Rask is 33 years old and has been with Boston since 2007. He and his wife have three children, including a daughter born in April. It was apparent in Rask’s public comments this week, and the Bruins say his private ones, that life inside the bubble and away from the children was grinding on him.

In the end, it was too much.

“They’re going to have their dad back,” said Boston general manager Don Sweeney, who noted that there were no family emergencies. “Tuukka was having a tough time being away in this environment … the priorities are in order. This is what he had to do at this time.”

This is why anyone who suggested that the 2020 Stanley Cup or NBA champion should have an asterisk attached to the accomplishment has had it all wrong.

It should have an exclamation point.

Tuukka Rask is on a team fully capable of winning the Stanley Cup. That wasn't enough to keep him from his family during the pandemic. (Photo by Maddie Meyer/Getty Images)
Tuukka Rask is on a team fully capable of winning the Stanley Cup. That wasn't enough to keep him from his family during the pandemic. (Photo by Maddie Meyer/Getty Images)

This isn’t just the normal physical, mental and emotional grind that the lengthy playoffs of basketball and hockey usually provide. This is all of that on steroids. This is harder.

What each league is attempting is perhaps the only way to stage a championship during a pandemic. The bubbles have proven incredibly successful at keeping the coronavirus at bay. It comes with a cost though, and not just the tens of millions of dollars in setting it up.

This is a human physiological experiment. Isolation amid the normal desperation of a championship chase. No one can truly know the impact.
********************
YOUR TASKS:
a) Name every person identified by name in the article about Tuukka Rask.
b) Reproduce word for word the stretch of the article about Tuukka Rask from "This is why" through "an exclamation point.".
The records that follow come from a separate source and are unrelated to the article about Tuukka Rask.
********************
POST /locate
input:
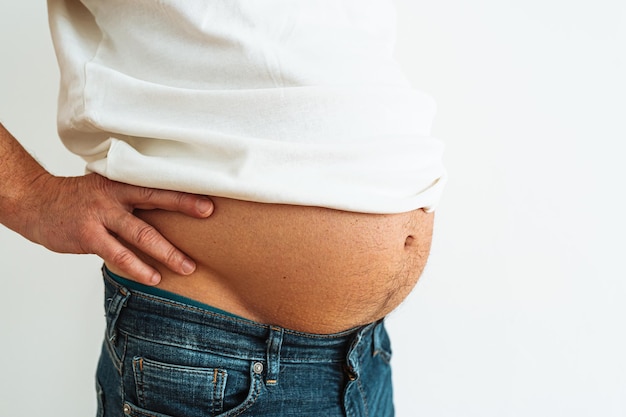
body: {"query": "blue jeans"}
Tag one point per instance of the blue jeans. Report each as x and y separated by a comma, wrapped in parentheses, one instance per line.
(164, 358)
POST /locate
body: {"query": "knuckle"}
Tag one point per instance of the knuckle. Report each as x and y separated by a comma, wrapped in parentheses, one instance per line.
(146, 235)
(122, 257)
(171, 256)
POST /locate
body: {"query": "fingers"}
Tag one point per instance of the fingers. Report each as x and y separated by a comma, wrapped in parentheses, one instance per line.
(145, 237)
(148, 198)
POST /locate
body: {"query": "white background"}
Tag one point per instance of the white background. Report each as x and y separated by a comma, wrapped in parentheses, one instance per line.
(521, 309)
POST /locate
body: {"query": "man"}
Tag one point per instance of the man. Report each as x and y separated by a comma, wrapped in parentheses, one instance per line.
(322, 176)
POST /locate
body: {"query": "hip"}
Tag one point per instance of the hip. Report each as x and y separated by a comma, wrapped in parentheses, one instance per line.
(305, 268)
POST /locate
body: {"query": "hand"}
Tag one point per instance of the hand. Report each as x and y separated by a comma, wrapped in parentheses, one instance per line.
(86, 214)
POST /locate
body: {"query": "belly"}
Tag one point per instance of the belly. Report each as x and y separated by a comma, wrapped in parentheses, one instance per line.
(309, 269)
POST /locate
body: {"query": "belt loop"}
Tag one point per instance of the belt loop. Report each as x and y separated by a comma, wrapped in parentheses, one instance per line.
(114, 308)
(274, 344)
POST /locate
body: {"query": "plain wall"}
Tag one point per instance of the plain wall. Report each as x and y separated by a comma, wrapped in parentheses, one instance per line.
(520, 310)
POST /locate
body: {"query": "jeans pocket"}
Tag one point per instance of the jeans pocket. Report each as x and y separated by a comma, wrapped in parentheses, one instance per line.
(166, 389)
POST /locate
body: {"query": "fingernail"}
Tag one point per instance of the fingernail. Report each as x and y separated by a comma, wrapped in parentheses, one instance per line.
(204, 205)
(188, 266)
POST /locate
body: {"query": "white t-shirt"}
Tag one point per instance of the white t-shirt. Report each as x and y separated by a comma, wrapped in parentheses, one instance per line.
(278, 101)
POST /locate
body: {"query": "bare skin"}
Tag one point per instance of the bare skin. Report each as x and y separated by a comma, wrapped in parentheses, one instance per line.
(306, 268)
(91, 214)
(310, 269)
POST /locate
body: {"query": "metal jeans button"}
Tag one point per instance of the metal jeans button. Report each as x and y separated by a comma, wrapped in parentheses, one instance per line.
(257, 368)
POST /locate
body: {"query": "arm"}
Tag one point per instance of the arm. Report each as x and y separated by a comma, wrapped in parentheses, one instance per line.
(85, 214)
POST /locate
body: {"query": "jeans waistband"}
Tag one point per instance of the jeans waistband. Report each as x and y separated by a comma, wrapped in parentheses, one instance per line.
(166, 321)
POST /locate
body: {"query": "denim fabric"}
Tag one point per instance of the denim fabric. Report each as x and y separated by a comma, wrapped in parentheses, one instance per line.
(164, 358)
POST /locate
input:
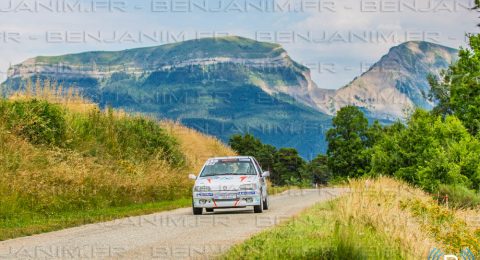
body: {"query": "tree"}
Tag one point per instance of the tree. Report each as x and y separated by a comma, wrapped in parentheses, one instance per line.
(318, 171)
(429, 152)
(248, 145)
(347, 143)
(458, 90)
(289, 167)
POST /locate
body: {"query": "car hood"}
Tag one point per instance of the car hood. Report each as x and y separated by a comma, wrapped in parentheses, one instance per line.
(226, 182)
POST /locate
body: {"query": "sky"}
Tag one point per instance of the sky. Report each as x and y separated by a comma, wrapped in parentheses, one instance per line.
(337, 40)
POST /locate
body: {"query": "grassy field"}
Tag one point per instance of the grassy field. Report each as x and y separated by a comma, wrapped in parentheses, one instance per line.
(65, 162)
(379, 219)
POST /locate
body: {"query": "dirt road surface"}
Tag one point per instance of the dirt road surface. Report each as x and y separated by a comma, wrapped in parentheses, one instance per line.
(176, 234)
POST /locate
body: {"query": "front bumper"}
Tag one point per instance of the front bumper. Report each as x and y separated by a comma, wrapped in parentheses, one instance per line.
(226, 199)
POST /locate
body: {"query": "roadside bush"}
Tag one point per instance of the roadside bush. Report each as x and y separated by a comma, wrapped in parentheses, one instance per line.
(429, 152)
(37, 121)
(460, 196)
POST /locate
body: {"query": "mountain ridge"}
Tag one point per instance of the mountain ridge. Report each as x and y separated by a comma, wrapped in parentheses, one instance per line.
(228, 85)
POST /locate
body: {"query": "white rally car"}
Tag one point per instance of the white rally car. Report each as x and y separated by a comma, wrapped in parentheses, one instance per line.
(230, 182)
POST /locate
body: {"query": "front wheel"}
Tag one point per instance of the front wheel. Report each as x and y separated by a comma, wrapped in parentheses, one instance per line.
(265, 203)
(197, 211)
(258, 208)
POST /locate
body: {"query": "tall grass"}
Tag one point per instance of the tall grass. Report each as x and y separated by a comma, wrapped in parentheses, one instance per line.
(320, 233)
(377, 219)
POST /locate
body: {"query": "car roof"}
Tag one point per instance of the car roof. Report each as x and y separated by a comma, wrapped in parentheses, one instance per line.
(231, 157)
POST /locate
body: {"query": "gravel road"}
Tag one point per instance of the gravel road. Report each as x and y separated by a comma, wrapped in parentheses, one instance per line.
(176, 234)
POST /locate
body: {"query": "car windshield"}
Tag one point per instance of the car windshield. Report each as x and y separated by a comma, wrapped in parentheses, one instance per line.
(228, 167)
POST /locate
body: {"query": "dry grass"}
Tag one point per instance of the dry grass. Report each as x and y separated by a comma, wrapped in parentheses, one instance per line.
(409, 215)
(44, 181)
(197, 147)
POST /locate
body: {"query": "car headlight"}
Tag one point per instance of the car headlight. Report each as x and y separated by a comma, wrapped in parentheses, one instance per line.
(251, 186)
(202, 188)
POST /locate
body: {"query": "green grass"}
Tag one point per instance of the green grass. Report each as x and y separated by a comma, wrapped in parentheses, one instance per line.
(30, 224)
(319, 233)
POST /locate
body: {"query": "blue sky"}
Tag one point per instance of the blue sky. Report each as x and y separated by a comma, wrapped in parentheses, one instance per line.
(328, 36)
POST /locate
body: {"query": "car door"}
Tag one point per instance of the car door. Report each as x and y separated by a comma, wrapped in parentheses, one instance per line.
(262, 179)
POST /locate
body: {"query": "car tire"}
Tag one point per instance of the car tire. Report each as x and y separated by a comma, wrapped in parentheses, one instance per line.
(265, 203)
(258, 208)
(196, 211)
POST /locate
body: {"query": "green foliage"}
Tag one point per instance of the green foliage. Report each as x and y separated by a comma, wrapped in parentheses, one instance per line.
(458, 91)
(348, 142)
(321, 232)
(289, 168)
(460, 196)
(248, 145)
(429, 152)
(285, 165)
(318, 170)
(37, 121)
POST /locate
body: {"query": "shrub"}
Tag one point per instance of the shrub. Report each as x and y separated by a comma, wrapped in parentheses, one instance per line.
(460, 196)
(37, 121)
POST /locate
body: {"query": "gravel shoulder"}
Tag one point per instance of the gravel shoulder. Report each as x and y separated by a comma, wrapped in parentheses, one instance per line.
(176, 234)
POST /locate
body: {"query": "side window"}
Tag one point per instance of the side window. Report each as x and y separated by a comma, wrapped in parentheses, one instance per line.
(259, 168)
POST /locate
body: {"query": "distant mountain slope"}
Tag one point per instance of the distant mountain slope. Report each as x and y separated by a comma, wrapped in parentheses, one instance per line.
(229, 85)
(395, 83)
(219, 86)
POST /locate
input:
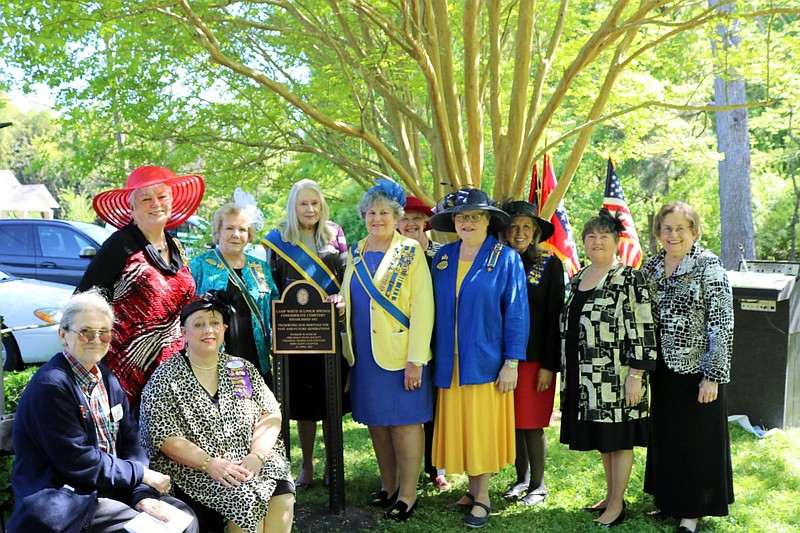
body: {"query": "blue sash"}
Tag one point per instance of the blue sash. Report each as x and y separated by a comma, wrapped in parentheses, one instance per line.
(308, 264)
(248, 298)
(367, 282)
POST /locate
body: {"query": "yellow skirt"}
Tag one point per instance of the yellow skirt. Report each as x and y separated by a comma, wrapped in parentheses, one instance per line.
(473, 429)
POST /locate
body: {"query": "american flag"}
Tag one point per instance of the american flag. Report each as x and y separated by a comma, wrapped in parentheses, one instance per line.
(629, 249)
(562, 244)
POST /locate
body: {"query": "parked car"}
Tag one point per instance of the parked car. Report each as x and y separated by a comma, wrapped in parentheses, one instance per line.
(31, 311)
(49, 250)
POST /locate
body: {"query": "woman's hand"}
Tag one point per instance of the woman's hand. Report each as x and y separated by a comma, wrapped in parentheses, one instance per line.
(152, 507)
(506, 380)
(156, 480)
(633, 390)
(708, 391)
(544, 379)
(413, 377)
(228, 473)
(252, 463)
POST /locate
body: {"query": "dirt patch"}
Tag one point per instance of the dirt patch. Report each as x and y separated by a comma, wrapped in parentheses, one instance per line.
(315, 518)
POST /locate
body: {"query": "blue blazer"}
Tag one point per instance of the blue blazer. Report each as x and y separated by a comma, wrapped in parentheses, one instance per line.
(55, 442)
(493, 314)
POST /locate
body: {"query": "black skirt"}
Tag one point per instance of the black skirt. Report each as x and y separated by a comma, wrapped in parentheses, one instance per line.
(688, 469)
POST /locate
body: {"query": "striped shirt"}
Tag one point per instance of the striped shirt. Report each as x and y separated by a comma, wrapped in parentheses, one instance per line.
(94, 390)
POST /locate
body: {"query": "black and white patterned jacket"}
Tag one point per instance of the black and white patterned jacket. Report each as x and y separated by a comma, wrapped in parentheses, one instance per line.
(617, 332)
(694, 309)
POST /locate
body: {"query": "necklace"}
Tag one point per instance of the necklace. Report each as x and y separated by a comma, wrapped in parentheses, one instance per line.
(371, 258)
(212, 367)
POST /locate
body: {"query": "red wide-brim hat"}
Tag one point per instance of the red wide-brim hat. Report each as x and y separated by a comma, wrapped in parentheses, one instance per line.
(187, 193)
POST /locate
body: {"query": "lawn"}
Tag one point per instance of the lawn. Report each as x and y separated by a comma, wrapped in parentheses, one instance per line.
(766, 482)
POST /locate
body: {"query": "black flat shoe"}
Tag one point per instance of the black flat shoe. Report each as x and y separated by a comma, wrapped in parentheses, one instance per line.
(515, 491)
(617, 521)
(659, 515)
(383, 500)
(457, 507)
(532, 498)
(591, 509)
(476, 522)
(400, 511)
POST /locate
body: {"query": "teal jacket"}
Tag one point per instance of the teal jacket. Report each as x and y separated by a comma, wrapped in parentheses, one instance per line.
(209, 273)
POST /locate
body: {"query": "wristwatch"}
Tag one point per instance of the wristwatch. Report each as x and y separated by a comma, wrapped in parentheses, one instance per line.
(261, 457)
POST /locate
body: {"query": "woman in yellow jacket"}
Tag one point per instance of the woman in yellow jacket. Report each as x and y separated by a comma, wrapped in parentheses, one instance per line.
(388, 298)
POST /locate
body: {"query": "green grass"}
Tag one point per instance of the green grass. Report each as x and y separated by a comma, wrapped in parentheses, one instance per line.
(766, 484)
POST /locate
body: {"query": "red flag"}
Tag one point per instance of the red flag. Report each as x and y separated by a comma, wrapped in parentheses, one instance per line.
(561, 243)
(629, 249)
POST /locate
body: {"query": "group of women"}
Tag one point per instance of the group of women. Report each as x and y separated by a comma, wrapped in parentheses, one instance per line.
(188, 354)
(503, 327)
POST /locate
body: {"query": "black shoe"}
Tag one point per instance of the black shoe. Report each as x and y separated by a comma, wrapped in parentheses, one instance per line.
(478, 522)
(591, 509)
(400, 511)
(515, 491)
(456, 507)
(532, 498)
(617, 521)
(659, 515)
(383, 500)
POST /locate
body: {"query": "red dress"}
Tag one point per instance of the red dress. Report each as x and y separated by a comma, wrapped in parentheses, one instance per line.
(147, 295)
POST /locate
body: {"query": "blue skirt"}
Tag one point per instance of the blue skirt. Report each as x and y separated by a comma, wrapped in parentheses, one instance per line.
(378, 396)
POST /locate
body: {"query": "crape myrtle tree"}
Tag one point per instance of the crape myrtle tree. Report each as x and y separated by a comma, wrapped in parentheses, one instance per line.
(432, 93)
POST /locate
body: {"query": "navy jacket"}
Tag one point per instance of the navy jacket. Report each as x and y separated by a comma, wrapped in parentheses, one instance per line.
(493, 314)
(55, 442)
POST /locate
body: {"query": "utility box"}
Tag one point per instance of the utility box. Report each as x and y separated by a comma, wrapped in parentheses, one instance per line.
(765, 366)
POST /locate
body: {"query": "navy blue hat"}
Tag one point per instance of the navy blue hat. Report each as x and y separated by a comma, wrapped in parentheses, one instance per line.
(527, 209)
(213, 300)
(467, 199)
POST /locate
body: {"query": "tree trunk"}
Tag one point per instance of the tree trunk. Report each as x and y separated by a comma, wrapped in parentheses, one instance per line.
(733, 140)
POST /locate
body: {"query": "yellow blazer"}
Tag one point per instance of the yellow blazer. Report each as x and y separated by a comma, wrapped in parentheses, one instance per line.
(393, 345)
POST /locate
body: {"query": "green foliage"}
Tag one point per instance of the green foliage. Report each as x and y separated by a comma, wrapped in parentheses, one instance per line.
(13, 383)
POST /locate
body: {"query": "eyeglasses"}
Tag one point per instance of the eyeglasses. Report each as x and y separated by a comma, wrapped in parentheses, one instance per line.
(472, 218)
(680, 230)
(89, 334)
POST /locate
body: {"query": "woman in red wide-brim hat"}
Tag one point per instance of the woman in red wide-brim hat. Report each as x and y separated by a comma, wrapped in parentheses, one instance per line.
(143, 271)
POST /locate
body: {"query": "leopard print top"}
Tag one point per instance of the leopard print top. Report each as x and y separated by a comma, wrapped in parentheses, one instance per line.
(175, 404)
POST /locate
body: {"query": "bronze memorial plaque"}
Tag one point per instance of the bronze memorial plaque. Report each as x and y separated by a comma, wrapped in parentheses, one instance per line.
(302, 321)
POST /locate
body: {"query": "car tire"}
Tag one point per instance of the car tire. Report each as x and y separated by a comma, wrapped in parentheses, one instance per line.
(13, 359)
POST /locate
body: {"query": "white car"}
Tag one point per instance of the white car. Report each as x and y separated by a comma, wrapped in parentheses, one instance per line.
(31, 311)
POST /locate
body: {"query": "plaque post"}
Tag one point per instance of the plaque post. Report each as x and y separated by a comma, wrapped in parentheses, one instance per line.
(303, 323)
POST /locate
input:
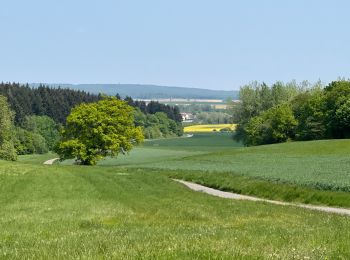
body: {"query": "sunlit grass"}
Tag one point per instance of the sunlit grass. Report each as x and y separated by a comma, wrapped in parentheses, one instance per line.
(111, 212)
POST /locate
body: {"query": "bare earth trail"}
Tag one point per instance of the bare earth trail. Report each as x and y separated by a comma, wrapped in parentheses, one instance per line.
(230, 195)
(236, 196)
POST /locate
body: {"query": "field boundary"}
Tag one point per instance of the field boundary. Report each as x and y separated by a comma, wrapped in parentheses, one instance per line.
(51, 161)
(236, 196)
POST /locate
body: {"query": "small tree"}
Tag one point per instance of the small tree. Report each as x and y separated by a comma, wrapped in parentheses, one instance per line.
(96, 130)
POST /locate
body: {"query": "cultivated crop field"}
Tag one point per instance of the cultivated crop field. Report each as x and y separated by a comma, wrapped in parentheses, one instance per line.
(318, 164)
(110, 212)
(207, 128)
(130, 208)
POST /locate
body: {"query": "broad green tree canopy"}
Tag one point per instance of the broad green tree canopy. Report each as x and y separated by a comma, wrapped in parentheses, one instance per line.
(99, 129)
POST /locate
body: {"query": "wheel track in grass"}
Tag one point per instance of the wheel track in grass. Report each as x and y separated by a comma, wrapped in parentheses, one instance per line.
(51, 161)
(236, 196)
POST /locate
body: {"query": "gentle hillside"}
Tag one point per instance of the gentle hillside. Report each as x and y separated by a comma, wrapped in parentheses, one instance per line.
(317, 164)
(74, 212)
(150, 91)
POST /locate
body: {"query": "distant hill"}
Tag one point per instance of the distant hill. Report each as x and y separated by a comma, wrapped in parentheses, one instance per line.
(150, 91)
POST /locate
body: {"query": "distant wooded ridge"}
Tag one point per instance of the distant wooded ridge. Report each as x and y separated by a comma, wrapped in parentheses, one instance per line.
(140, 91)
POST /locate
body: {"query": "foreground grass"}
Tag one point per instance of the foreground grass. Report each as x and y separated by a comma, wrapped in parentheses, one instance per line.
(109, 212)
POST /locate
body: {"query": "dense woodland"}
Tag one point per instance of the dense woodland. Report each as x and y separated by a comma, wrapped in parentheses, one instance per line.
(31, 118)
(292, 111)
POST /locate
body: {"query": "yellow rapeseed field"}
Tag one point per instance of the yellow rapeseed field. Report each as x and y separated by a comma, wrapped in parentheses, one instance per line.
(207, 128)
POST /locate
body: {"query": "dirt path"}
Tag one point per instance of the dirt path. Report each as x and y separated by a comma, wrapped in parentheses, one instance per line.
(51, 161)
(230, 195)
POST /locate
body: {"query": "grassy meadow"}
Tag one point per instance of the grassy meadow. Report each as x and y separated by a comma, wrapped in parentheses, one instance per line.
(128, 207)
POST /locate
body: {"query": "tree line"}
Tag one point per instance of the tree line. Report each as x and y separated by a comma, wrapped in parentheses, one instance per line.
(291, 111)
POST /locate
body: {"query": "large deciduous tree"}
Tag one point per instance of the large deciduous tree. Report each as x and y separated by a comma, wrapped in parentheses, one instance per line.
(7, 150)
(96, 130)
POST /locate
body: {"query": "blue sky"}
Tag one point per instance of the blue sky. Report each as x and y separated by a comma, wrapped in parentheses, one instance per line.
(220, 44)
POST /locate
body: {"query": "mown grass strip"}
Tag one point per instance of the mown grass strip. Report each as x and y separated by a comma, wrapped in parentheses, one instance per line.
(263, 188)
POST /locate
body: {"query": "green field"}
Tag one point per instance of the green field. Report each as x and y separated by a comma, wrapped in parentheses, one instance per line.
(129, 208)
(107, 212)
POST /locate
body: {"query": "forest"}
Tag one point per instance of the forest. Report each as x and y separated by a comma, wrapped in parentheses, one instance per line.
(292, 111)
(31, 118)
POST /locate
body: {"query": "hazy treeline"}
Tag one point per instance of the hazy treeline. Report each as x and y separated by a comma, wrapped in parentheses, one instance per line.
(291, 111)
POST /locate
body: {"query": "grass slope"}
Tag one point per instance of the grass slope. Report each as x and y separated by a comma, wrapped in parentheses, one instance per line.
(51, 212)
(207, 128)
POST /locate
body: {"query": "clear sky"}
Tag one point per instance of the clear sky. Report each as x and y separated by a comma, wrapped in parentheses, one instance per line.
(220, 44)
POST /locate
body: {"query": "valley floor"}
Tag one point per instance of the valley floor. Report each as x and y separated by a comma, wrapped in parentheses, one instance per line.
(130, 208)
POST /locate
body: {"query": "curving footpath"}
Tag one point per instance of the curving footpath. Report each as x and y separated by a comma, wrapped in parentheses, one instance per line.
(51, 161)
(230, 195)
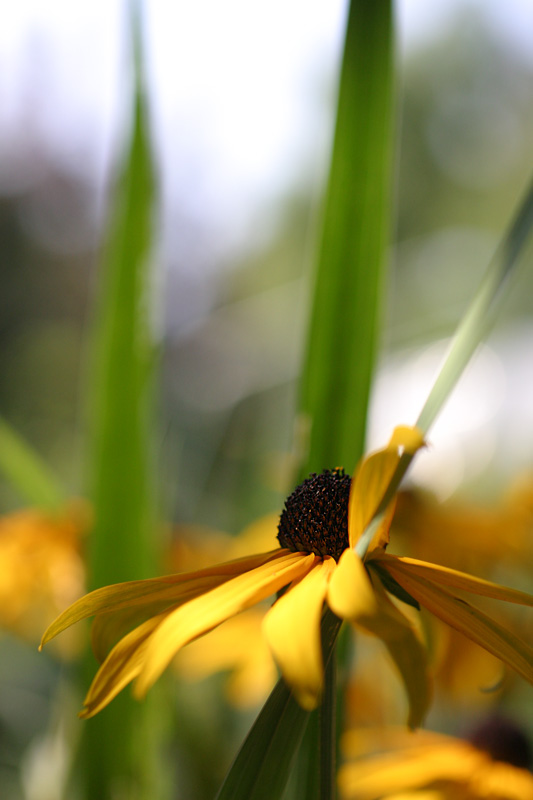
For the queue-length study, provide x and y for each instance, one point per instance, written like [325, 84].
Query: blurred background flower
[241, 140]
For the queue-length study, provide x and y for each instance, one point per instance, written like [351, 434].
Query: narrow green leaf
[263, 765]
[119, 746]
[350, 269]
[28, 473]
[472, 329]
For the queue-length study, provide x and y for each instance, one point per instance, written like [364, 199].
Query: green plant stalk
[350, 270]
[28, 473]
[328, 731]
[339, 360]
[118, 746]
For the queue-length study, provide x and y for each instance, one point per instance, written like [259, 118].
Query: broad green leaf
[27, 472]
[483, 310]
[350, 268]
[119, 746]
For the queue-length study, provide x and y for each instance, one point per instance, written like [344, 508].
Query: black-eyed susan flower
[139, 626]
[41, 568]
[492, 764]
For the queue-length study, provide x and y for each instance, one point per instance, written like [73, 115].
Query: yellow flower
[151, 620]
[41, 568]
[493, 765]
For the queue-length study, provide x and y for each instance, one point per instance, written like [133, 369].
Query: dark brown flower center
[315, 517]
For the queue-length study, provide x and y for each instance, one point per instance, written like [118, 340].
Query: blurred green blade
[121, 382]
[482, 312]
[475, 325]
[120, 745]
[27, 472]
[350, 270]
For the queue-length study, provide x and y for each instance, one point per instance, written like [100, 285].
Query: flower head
[139, 626]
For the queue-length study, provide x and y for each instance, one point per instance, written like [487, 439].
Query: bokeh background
[242, 100]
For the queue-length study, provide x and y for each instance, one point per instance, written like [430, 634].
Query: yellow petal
[410, 770]
[468, 620]
[446, 576]
[209, 610]
[171, 587]
[350, 593]
[407, 652]
[121, 666]
[353, 596]
[292, 629]
[371, 482]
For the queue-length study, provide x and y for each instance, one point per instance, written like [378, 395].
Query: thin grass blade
[352, 251]
[28, 473]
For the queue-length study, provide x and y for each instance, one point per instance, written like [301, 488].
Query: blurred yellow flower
[493, 765]
[460, 533]
[41, 567]
[321, 524]
[457, 531]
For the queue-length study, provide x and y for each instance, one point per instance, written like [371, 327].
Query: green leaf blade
[350, 270]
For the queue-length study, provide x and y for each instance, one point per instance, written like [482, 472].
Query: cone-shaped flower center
[315, 517]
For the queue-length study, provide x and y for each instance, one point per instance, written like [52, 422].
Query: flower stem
[328, 738]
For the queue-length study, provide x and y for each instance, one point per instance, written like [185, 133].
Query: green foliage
[27, 472]
[341, 348]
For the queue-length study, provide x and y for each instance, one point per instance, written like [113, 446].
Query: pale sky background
[237, 117]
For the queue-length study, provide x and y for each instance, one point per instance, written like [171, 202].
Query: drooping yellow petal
[407, 651]
[171, 587]
[209, 610]
[371, 482]
[445, 576]
[352, 595]
[473, 623]
[292, 629]
[121, 666]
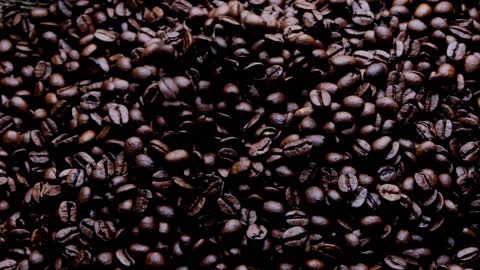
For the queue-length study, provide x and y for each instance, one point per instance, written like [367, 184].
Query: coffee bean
[390, 192]
[118, 114]
[294, 237]
[347, 183]
[184, 135]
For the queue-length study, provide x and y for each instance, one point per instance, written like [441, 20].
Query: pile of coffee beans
[241, 134]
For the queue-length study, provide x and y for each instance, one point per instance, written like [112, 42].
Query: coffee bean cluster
[249, 134]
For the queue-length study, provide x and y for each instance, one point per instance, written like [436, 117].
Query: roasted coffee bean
[118, 114]
[297, 148]
[390, 192]
[294, 237]
[347, 183]
[239, 134]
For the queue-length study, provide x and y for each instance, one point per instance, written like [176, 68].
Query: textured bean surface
[241, 134]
********************
REPLIES:
a) Tuukka Rask, Don Sweeney, Maddie Meyer

b)
This is why anyone who suggested that the 2020 Stanley Cup or NBA champion should have an asterisk attached to the accomplishment has had it all wrong.

It should have an exclamation point.